[Opening Text for analysis section]

As we can see, the GlobalStep divided the pipeline execution in three stages.

Load groups¶

While GlobalSteps automatically divide pipeline execution into stages, we many need fine-grained control over how steps are loaded and executed within each stage. This is where load groups come in.

Load groups allows to specify which steps of the pipeline have to be loaded together within a stage. This is particularly useful when running on resource-constrained environments where all the steps cannot be executed in parallel.

Let's see how it works with an example:

from datasets import load_dataset

from distilabel.llms import vLLM
from distilabel.pipeline import Pipeline
from distilabel.steps import StepResources
from distilabel.steps.tasks import TextGeneration

dataset = load_dataset(
    "distilabel-internal-testing/instruction-dataset-mini", split="test"
).rename_column("prompt", "instruction")

with Pipeline() as pipeline:
    text_generation_0 = TextGeneration(
        llm=vLLM(
            model="HuggingFaceTB/SmolLM2-1.7B-Instruct",
            extra_kwargs={"max_model_len": 1024},
        ),
        resources=StepResources(gpus=1),
    )

    text_generation_1 = TextGeneration(
        llm=vLLM(
            model="HuggingFaceTB/SmolLM2-1.7B-Instruct",
            extra_kwargs={"max_model_len": 1024},
        ),
        resources=StepResources(gpus=1),
    )

if __name__ == "__main__":
    load_stages = pipeline.get_load_stages(load_groups=[[text_generation_1.name]])

    for i, steps_stage in enumerate(load_stages[0]):
        print(f"Stage {i}: {steps_stage}")

    # Output:
    # Stage 0: ['text_generation_0']
    # Stage 1: ['text_generation_1']

    distiset = pipeline.run(dataset=dataset, load_groups=[[text_generation_0.name]])

In this example, we're working with a machine that has a single GPU, but the pipeline includes two instances of TextGeneration tasks both using vLLM and requesting 1 GPU. We cannot execute both steps in parallel. To fix that, we specify in the run method using the load_groups argument that the text_generation_0 step has to be executed in isolation in a stage. This way, we can run the pipeline on a single GPU machine by executing the steps in different stages (sequentially) instead of in parallel.

Some key points about load groups:

Load groups are specified as a list of lists, where each inner list represents a group of steps that should be loaded together.
Same as GlobalStepss, the load groups creates a new load stage dividing the pipeline in 3 stages: one for the upstream steps, one for the steps in the load group, and one for the downstream steps.

Load groups modes¶

In addition, distilabel allows passing some modes to the load_groups argument that will handle the creation of the load groups:

"sequential_step_execution": when passed, it will create a load group for each step i.e. the execution of the steps of the pipeline will be sequential.

[Closing Text for analysis section]

Exercise instructions — According to the text on load groups, which mode passed to the load_groups argument creates a load group for each step?

[Opening Given data section]

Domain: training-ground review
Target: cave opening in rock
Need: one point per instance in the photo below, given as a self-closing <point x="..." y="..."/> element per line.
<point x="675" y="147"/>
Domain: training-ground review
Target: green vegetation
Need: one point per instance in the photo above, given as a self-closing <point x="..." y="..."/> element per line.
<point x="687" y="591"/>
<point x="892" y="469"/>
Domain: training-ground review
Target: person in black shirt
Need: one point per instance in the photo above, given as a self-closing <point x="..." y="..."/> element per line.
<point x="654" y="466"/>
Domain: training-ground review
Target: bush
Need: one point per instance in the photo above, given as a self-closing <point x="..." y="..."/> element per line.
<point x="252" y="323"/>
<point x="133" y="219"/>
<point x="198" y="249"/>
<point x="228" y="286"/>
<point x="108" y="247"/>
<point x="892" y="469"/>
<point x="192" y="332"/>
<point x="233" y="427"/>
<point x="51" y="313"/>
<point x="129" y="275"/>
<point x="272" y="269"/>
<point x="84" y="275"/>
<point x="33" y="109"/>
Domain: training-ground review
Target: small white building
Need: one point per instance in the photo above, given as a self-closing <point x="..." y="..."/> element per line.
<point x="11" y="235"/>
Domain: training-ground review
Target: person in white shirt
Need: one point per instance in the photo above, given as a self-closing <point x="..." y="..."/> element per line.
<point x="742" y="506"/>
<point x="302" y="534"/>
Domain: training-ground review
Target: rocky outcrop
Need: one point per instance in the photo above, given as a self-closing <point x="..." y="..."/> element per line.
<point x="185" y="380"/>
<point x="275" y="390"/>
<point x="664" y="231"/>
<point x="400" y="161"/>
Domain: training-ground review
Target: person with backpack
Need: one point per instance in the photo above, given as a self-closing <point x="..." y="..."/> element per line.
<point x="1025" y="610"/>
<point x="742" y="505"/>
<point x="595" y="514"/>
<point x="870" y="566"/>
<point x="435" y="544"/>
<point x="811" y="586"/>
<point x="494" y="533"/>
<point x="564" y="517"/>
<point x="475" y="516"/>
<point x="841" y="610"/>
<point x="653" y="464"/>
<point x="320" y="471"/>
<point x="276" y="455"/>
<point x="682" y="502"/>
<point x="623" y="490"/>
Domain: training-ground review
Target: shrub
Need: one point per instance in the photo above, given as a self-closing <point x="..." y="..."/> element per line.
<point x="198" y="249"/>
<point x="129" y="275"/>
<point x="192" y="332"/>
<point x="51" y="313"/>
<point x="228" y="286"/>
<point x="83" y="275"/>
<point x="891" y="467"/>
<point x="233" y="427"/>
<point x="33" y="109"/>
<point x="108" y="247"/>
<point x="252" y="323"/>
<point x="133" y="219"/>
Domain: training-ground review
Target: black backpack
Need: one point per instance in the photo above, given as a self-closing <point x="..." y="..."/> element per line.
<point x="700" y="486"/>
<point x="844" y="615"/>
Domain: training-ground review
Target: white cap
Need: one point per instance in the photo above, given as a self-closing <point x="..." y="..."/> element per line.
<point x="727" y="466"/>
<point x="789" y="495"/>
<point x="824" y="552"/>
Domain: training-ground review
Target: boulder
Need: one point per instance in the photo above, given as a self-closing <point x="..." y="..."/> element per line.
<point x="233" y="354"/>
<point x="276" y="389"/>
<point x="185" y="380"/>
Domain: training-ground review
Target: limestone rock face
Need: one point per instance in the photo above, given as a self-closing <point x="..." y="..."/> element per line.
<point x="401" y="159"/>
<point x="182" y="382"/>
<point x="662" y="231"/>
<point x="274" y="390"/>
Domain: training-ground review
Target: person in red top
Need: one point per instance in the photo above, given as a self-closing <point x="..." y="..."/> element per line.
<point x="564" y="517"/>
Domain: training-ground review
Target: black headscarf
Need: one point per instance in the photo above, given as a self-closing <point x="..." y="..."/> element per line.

[Closing Given data section]

Solution for this exercise — "sequential_step_execution"